* [Entries shown]
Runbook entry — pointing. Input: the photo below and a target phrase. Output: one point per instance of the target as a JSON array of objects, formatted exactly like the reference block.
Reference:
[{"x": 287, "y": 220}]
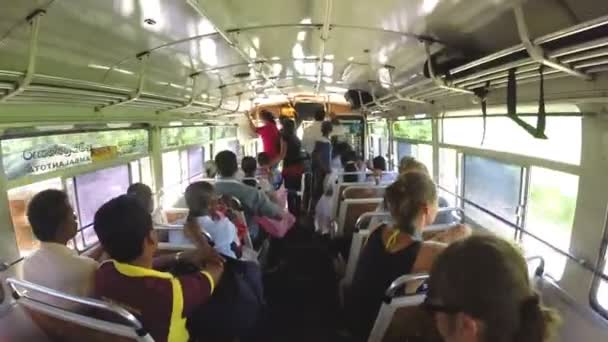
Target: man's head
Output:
[
  {"x": 326, "y": 128},
  {"x": 320, "y": 114},
  {"x": 201, "y": 198},
  {"x": 379, "y": 163},
  {"x": 143, "y": 194},
  {"x": 226, "y": 163},
  {"x": 52, "y": 217},
  {"x": 263, "y": 159},
  {"x": 249, "y": 165},
  {"x": 125, "y": 229}
]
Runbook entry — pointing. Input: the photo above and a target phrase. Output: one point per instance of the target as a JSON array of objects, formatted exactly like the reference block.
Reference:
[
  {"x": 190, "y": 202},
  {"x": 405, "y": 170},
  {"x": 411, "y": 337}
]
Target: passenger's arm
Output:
[
  {"x": 250, "y": 121},
  {"x": 282, "y": 153},
  {"x": 455, "y": 233}
]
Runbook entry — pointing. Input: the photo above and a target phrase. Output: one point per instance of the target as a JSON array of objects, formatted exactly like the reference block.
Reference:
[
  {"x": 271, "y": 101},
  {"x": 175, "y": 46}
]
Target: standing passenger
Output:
[
  {"x": 312, "y": 133},
  {"x": 392, "y": 251},
  {"x": 54, "y": 265},
  {"x": 479, "y": 291},
  {"x": 293, "y": 165},
  {"x": 269, "y": 133}
]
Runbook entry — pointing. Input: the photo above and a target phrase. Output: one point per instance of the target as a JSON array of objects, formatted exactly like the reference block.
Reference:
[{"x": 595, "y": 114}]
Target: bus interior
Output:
[{"x": 504, "y": 101}]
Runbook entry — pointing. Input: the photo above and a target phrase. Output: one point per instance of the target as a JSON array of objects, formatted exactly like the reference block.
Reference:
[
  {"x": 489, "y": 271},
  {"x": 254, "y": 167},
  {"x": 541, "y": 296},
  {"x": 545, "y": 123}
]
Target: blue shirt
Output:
[{"x": 222, "y": 231}]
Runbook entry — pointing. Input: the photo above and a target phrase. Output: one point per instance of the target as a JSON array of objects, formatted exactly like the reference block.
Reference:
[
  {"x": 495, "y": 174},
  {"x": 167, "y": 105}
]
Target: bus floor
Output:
[{"x": 301, "y": 288}]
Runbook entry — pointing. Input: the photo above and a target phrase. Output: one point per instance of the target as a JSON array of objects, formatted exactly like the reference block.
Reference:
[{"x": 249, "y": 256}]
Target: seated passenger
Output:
[
  {"x": 143, "y": 194},
  {"x": 160, "y": 301},
  {"x": 210, "y": 169},
  {"x": 255, "y": 202},
  {"x": 249, "y": 166},
  {"x": 393, "y": 251},
  {"x": 479, "y": 291},
  {"x": 54, "y": 265},
  {"x": 378, "y": 169},
  {"x": 202, "y": 201},
  {"x": 410, "y": 164}
]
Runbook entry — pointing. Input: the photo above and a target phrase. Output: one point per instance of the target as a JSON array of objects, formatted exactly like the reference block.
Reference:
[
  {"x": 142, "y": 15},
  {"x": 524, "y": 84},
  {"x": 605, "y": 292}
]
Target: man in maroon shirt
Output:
[
  {"x": 269, "y": 133},
  {"x": 161, "y": 301}
]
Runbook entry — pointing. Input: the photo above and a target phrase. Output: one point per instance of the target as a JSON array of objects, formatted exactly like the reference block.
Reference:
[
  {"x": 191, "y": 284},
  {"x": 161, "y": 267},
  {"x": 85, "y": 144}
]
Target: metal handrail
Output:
[
  {"x": 580, "y": 261},
  {"x": 403, "y": 280},
  {"x": 540, "y": 270},
  {"x": 94, "y": 303}
]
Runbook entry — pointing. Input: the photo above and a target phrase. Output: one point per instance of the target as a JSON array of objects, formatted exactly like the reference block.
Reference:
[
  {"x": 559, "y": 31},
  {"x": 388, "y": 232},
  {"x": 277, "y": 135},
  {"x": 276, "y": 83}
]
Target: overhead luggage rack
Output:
[{"x": 579, "y": 51}]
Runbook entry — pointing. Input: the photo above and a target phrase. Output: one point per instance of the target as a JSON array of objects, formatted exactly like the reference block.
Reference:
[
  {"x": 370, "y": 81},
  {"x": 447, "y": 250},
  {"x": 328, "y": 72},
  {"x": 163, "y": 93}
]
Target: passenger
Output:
[
  {"x": 269, "y": 133},
  {"x": 393, "y": 251},
  {"x": 202, "y": 201},
  {"x": 210, "y": 169},
  {"x": 479, "y": 291},
  {"x": 410, "y": 164},
  {"x": 255, "y": 202},
  {"x": 143, "y": 194},
  {"x": 54, "y": 265},
  {"x": 312, "y": 133},
  {"x": 159, "y": 300},
  {"x": 378, "y": 169},
  {"x": 249, "y": 166},
  {"x": 293, "y": 165},
  {"x": 321, "y": 159}
]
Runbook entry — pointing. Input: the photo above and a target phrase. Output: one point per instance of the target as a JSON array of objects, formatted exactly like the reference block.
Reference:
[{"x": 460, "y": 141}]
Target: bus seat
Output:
[
  {"x": 364, "y": 191},
  {"x": 338, "y": 191},
  {"x": 352, "y": 209},
  {"x": 400, "y": 317},
  {"x": 61, "y": 324}
]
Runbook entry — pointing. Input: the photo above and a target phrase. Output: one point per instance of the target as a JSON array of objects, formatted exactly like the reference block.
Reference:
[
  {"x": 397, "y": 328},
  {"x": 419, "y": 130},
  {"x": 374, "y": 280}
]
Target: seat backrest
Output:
[
  {"x": 400, "y": 317},
  {"x": 62, "y": 324},
  {"x": 364, "y": 191},
  {"x": 352, "y": 209}
]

* [Task brief]
If a line in the data above holds the string "shirt", copy it.

* [Answer for the task]
Target: blue shirt
Target: man in maroon shirt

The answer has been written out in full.